Task prompt
Can you reproduce each of the records below word for word?

Records for the task
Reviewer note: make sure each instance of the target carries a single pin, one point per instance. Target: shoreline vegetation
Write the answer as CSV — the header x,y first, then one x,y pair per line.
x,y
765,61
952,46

Response
Reviewer note: make sure each instance of the target carries a single pin, one point per instance. Target: shoreline vegetation
Write the answer as CSV — the header x,y first, then one x,y pair per line.
x,y
765,61
952,46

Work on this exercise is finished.